Reproduce every one of the lines below word for word, changing nothing.

Entries from an annotation dataset:
---*---

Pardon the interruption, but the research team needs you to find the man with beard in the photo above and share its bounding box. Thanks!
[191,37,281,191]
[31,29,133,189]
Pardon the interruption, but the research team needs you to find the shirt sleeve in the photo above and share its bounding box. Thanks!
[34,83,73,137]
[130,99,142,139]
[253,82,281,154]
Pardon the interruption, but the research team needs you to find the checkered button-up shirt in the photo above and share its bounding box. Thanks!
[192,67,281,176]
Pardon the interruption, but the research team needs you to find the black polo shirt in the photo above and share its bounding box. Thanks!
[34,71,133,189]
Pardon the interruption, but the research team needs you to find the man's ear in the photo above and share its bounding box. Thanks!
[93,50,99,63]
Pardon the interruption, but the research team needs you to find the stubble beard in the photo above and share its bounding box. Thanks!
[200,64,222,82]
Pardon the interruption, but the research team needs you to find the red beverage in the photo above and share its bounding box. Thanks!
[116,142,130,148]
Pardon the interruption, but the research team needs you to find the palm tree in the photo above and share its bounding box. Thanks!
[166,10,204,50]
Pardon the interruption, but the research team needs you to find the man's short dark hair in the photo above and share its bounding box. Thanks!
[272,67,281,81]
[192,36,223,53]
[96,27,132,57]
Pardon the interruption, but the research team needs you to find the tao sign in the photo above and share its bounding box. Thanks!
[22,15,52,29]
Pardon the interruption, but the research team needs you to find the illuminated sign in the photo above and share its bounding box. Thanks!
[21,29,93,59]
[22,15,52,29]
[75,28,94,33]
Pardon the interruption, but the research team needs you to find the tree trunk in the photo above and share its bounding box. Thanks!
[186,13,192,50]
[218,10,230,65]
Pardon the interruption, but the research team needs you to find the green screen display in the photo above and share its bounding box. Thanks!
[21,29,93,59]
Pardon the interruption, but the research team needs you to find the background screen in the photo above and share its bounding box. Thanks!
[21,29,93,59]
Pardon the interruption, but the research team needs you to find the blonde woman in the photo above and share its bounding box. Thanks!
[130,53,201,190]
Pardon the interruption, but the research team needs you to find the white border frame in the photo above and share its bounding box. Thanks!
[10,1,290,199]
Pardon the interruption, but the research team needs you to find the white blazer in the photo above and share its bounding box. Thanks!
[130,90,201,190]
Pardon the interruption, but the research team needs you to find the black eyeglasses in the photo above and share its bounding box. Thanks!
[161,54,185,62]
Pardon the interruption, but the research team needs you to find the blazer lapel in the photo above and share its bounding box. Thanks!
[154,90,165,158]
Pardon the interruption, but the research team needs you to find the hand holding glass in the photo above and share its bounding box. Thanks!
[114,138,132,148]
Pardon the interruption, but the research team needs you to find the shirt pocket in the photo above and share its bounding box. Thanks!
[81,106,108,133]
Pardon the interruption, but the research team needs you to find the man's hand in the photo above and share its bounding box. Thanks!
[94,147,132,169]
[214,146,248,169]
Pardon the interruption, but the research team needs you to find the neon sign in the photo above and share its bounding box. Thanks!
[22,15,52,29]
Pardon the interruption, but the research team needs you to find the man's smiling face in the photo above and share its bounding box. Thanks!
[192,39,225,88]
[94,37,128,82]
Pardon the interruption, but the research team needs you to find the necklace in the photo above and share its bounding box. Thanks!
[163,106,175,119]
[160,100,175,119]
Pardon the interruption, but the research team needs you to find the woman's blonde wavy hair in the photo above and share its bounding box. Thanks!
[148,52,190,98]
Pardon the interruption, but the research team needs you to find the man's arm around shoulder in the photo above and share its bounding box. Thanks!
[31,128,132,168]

---*---

• **TASK ANSWER**:
Pardon the interruption, but the research team needs you to find the man with beard in the photo above and share its bounding box. Thanks!
[191,37,281,191]
[31,29,133,189]
Pardon the interruption, but the research team needs you to find the shirt sleeve in the photo above and share its bounding box. Thanks!
[34,83,73,137]
[130,99,142,139]
[253,82,281,154]
Pardon the interruption, but the research team needs you to find the checkered button-up shirt in the photo above and share its bounding box. Thanks!
[192,67,281,176]
Pardon the interruption, but the research team needs you to find the black polo shirt in the photo above and share its bounding box. Thanks!
[34,71,133,189]
Pardon the interruption, but the research team needs you to find the man's ear in the photo above and share its bounding box. Thanks!
[93,50,99,63]
Pardon the interruption, but the research team needs you to find the stubble beard in the photo above and share its bounding box. Thanks!
[200,64,222,82]
Pardon the interruption, but the research team needs you to find the red beverage in the photo above and share its bounding box. Thanks!
[116,142,130,148]
Pardon the interruption, but the research team needs you to find the palm tree in the photo above and share its bounding box. Thanks!
[166,10,204,50]
Pardon the interruption, but the research team needs you to find the man's short dark hair in the photo above and share its bounding box. Thanks!
[272,67,281,81]
[192,36,223,53]
[96,27,132,57]
Pardon the interruption, but the research team needs you to find the tao sign in the photo above and share its bounding box. Thanks!
[22,15,52,29]
Pardon the interruption, but the research team needs you to find the illuminated sign in the photo above and share its bounding box. Thanks!
[21,29,93,59]
[22,15,52,29]
[75,28,94,33]
Pardon the interruption, but the research team needs you to find the tree trunk in the photo above and share its bounding box. Thanks!
[186,13,192,50]
[218,10,230,65]
Pardon the interruption, but the research team needs you to find the green screen display in the photo above and share its bounding box. Thanks!
[21,29,93,59]
Pardon the interruption, but the research team needs you to find the background screen in the photo above and share its bounding box. Thanks!
[21,29,93,59]
Pardon the interruption, but the research team needs you to find the blonde woman in the photo above and share its bounding box. Thanks!
[130,53,201,190]
Pardon the interruption, but the research team needs you to find the white border frame in the photo above and share its bounding box. Thanks!
[10,1,290,199]
Pardon the interruption, but the research team needs you to find the white blazer in the photo above and share its bounding box. Thanks!
[130,90,201,190]
Pardon the interruption, but the research team needs you to find the black eyeglasses in the photo above and share its bounding box. Thanks!
[161,54,185,62]
Pardon the interruption, but the research team needs you to find the blazer lapel in the photo above and share its bounding box. Thanks!
[154,90,165,158]
Pardon the interruption, but the research team needs you to find the hand holding glass in the photo above and share its bounding box. Thanks!
[114,138,132,148]
Pardon the interruption, but the research team needs you to find the shirt pocket in the photo above and share its bounding box. Thanks!
[81,106,108,133]
Pardon the interruption, but the research team needs you to find the man's hand in the photo above and share its bounding box. Thanks!
[94,147,132,169]
[214,146,248,169]
Pardon the interruption, but the research team needs you to find the neon sign in the photo above and share its bounding box. Thanks!
[22,15,52,29]
Pardon the interruption, but the research team needs you to find the man's smiling face in the photo above and share its bounding box. Thanks!
[192,39,225,88]
[94,37,128,82]
Pardon the interruption, but the research team needs you to find the necklace in the photo above and share its bounding box. Thanks!
[163,106,175,119]
[160,100,175,119]
Pardon the interruption, but the research team needs you to find the woman's blonde wavy hair in the photo above and share its bounding box. Thanks!
[148,52,190,98]
Pardon the interruption, but the research team needs you to find the man's arm around shoulder in the photo above and share its bounding box. Thanks!
[31,128,132,168]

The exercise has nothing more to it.